Extrait cité ▸
——

Nous reviendrons tout à l’heure sur la question des modes de l’association. Auparavant notons encore ce qu’ont dit les associationistes sur les différents facteurs qui interviennent pour développer la force, la solidité des associations.

Ici nous avons le bonheur de trouver une explication, assez vague il est vrai, du sens du mot force appliqué aux associations. Suivant James Mill, une association est plus forte qu’une autre : 1o quand elle est plus permanente ; 2o quand elle s’accomplit « with more certainty » ; 3o quand elle s’accomplit avec plus de facilité. Quant aux causes de cette force, elles se ramènent pour le même psychologue à deux, la vivacité des sensations associées et la fréquence de l’association. Il ajoute que quand par une longue répétition l’association de deux idées est devenue très forte, elles en peuvent venir à ne plus se distinguer[2].

Bain est celui qui énumère avec le plus de détails tous ces facteurs de la force des associations. Nous trouvons ainsi cités par lui, outre les deux dont il vient déjà d’être question : la durée ; — la concentration de l’esprit ou l’absence de distraction : cette concentration est un acte volontaire provoqué par les plaisirs et les peines tant présents que futurs[3] ; ajoutons que c’est à cette concentration, dont les causes sont émotionnelles, qu’il réduit l’intensité ; il distingue celle-ci de la netteté ou clarté qui agit aussi pour implanter plus profondément l’impression ; — les aptitudes individuelles plus ou moins grandes à associer les idées ; — l’état de santé ; — la nutrition du cerveau ; — les domaines sensoriels considérés : ainsi, à propos de

  1. Principles, vol.  I, p. 381.

——

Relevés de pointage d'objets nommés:

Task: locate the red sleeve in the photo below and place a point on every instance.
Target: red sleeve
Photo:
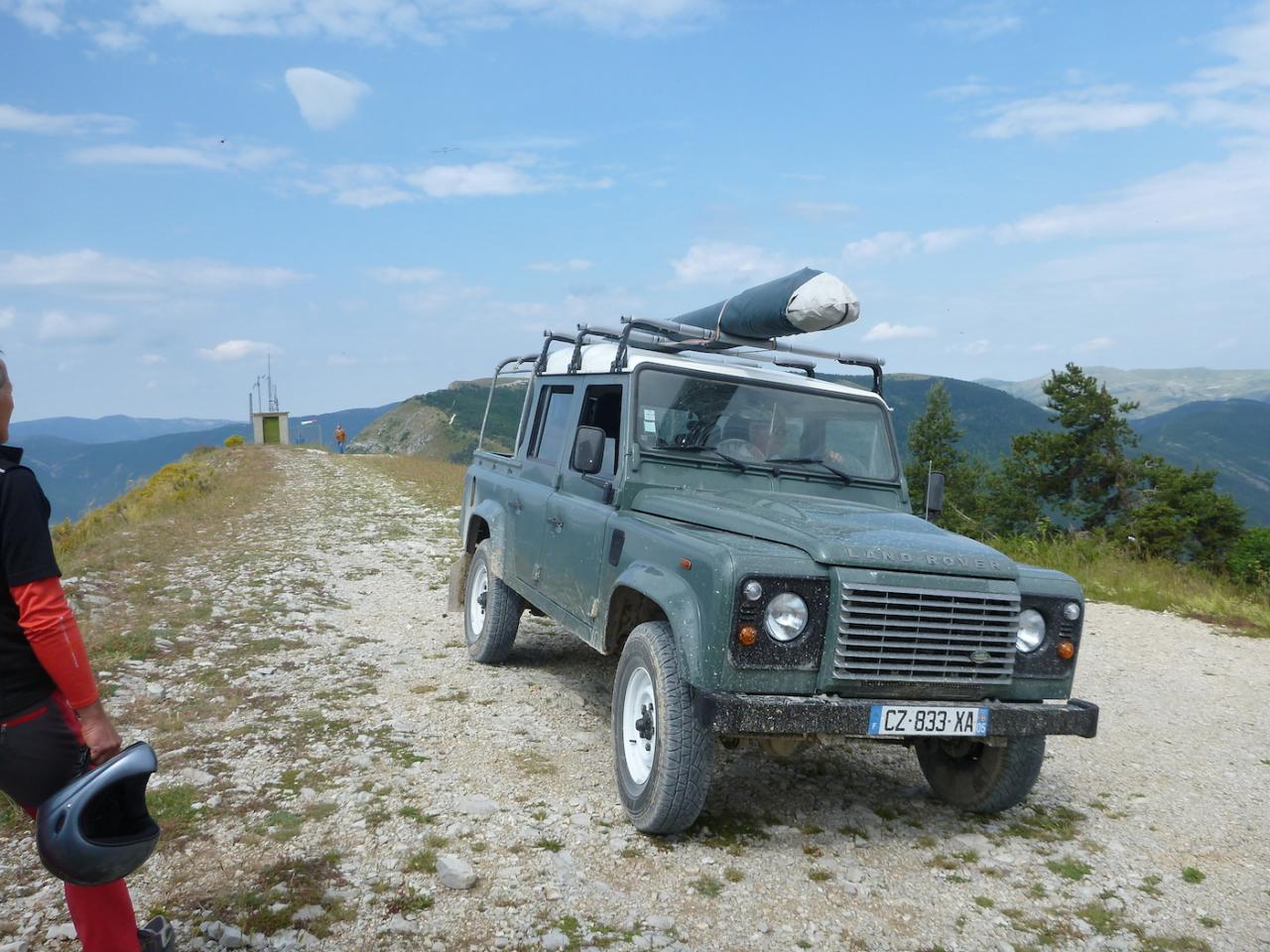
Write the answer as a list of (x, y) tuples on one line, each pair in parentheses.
[(50, 626)]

——

À faire ▸
a. Résumez en deux phrases l'extrait sur la force des associations.
b. Rédigez la suite de l'extrait sur la force des associations.

Réponses par consigne ▸
a. Selon James Mill, une association est plus forte quand elle est plus permanente, plus sûre et plus facile, et cette force tient à la vivacité des sensations associées et à la fréquence de l'association. Bain énumère plus en détail les facteurs de cette force, parmi lesquels la durée, la concentration de l'esprit, les aptitudes individuelles, l'état de santé et la nutrition du cerveau.

b.
  2. M. Binet, dans sa Psychologie du raisonnement, formule lui-même avec netteté une « loi de fusion », mais seulement à propos de l’action de la ressemblance sur les phénomènes de l’esprit. Voici l’énoncé de cette loi : « Lorsque deux états de conscience semblables se présentent à notre esprit simultanément ou dans une succession immédiate, ils se fondent ensemble et ne forment qu’un seul état » (p. 96). Ce phénomène de la fusion est très connu des psychologues allemands. Voir aussi Bain, Les Sens et l’Intelligence, p. 363.
  3. Les Sens et l’Intelligence, p. 251.